Aim of the exercise
Every record that follows must be set down word for word.

Exercise materials
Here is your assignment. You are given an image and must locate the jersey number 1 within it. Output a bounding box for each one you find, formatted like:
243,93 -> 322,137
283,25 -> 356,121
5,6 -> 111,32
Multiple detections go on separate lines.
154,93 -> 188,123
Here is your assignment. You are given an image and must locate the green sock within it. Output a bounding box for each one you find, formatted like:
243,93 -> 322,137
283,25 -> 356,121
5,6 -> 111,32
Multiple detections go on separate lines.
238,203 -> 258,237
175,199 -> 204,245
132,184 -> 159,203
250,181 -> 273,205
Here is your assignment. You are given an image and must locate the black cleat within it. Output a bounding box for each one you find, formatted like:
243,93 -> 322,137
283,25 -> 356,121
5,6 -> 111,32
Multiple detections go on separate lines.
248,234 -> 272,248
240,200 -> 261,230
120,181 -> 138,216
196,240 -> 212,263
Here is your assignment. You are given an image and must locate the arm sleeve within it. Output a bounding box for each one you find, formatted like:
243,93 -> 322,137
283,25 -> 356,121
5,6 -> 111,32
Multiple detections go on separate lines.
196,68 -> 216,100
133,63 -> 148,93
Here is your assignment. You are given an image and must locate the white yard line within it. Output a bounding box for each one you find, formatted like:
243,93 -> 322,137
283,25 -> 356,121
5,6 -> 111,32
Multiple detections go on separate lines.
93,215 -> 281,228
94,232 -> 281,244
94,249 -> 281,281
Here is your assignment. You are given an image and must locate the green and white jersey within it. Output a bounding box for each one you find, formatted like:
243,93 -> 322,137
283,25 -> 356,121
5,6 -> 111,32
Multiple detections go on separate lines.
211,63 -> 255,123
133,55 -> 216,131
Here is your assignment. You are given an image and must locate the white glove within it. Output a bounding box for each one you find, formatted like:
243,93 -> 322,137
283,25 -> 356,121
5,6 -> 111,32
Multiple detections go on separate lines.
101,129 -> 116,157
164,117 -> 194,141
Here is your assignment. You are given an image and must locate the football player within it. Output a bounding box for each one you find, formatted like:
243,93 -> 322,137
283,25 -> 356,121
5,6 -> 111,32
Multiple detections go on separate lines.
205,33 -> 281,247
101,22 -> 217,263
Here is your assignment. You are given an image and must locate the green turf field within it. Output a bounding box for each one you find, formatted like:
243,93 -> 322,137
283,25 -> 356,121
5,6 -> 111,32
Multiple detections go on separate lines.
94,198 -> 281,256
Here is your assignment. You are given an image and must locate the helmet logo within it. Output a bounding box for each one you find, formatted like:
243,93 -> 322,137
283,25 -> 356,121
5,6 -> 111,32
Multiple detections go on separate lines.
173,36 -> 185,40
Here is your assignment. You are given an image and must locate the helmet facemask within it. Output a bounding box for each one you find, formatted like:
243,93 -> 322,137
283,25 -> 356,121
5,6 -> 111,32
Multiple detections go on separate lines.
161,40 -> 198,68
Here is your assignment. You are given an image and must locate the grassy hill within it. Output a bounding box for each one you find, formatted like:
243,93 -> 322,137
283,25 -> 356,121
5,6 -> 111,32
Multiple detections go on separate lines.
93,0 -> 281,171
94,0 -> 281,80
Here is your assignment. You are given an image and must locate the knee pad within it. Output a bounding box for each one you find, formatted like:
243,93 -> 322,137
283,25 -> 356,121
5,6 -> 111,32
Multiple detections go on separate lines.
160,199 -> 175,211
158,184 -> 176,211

Output
Here is your assignment. You are given an image and must locate the jersey number 1 within it. Output a bounding box for each one you find, formatted like:
243,93 -> 322,137
283,25 -> 356,121
5,6 -> 111,32
Multiple detections go on separate lines.
154,93 -> 188,123
Here is your assignment. You are given an image and must locate the green sock within it. Output a bounding box for each one you find, formatted like:
243,93 -> 322,137
283,25 -> 356,121
5,6 -> 111,32
Multiple detections go on separate lines.
238,203 -> 258,237
175,199 -> 204,245
132,184 -> 159,203
250,181 -> 273,205
Here is your assignment. You are given an image and must locate the black cleat within it. Output a bounding box for each one you find, formatted like:
243,93 -> 322,137
283,25 -> 356,121
5,6 -> 111,32
Multiple detections go on separate lines.
248,234 -> 272,248
240,200 -> 261,230
120,181 -> 138,216
196,240 -> 212,263
Here is your assignment. You are given an image and must locate the arm sleeve within it. Output a bounding box for each one you find, formatted like:
243,93 -> 322,137
283,25 -> 356,121
5,6 -> 111,32
Multiple detections go on separate lines.
196,68 -> 216,100
133,63 -> 148,93
Here is your assignment. You are given an image and must locate the white yard line within it. Output a bounding box for each one you find, formatted like:
243,93 -> 322,137
283,25 -> 356,121
5,6 -> 111,32
Multiple detections go on separate lines.
93,215 -> 281,228
94,232 -> 281,244
94,249 -> 281,281
Here is your assignment. You are given an image and must locate the green and white jersey within it. Output a bounding box for each one you find, formatted like:
243,93 -> 322,137
283,25 -> 356,121
5,6 -> 111,32
Multiple detections go on separate lines.
211,63 -> 255,123
133,55 -> 216,131
Here is your assignment. You are given an image and must locate the white glove within it. Output a bounding box for each one you find, formatted like:
243,93 -> 322,137
283,25 -> 356,121
5,6 -> 111,32
Multiple detections go on separate lines.
101,129 -> 116,157
164,117 -> 194,141
Here is your assignment. You are given an image and must locate the football player within it. Output a bounding box for each one you find, formatted like:
243,93 -> 322,137
283,25 -> 356,121
5,6 -> 111,32
Multiple detections go on separate lines.
205,33 -> 281,247
101,22 -> 217,263
Here is your assignment. You are given an image and must locate the green turf field within it. Output a bounding box for each one you find, formatted like:
243,93 -> 322,137
283,25 -> 356,121
5,6 -> 111,32
Multiple detections go on separate lines.
94,198 -> 281,256
Here is your assignment. You are given an image and must locate the helmet logo within it. Output a bounding box for each one you find, formatted like:
243,93 -> 322,137
283,25 -> 356,121
5,6 -> 111,32
Multiple detections go on separate lines.
173,36 -> 185,40
Here is your assignment. You are given an image and must locate the helmet facemask within it. Output a bounding box for each one you find, formatted like:
243,93 -> 322,137
283,25 -> 356,121
5,6 -> 111,32
Multiple detections go on separate lines.
161,40 -> 198,68
Here is your assignment. You are given an image and must locate the grassy hill within it. Output a bounding box for each one you find, formatted like:
243,93 -> 322,137
283,25 -> 356,121
5,6 -> 111,32
Multiple detections go on separate lines.
93,0 -> 281,171
94,0 -> 281,80
Here is your assignment. You are given an image and must locate the knee pad within it. Output a bounding box for each one you find, formatted like:
243,93 -> 322,137
283,25 -> 356,121
5,6 -> 111,32
Multiple detections go on separate lines.
160,199 -> 175,211
158,184 -> 176,211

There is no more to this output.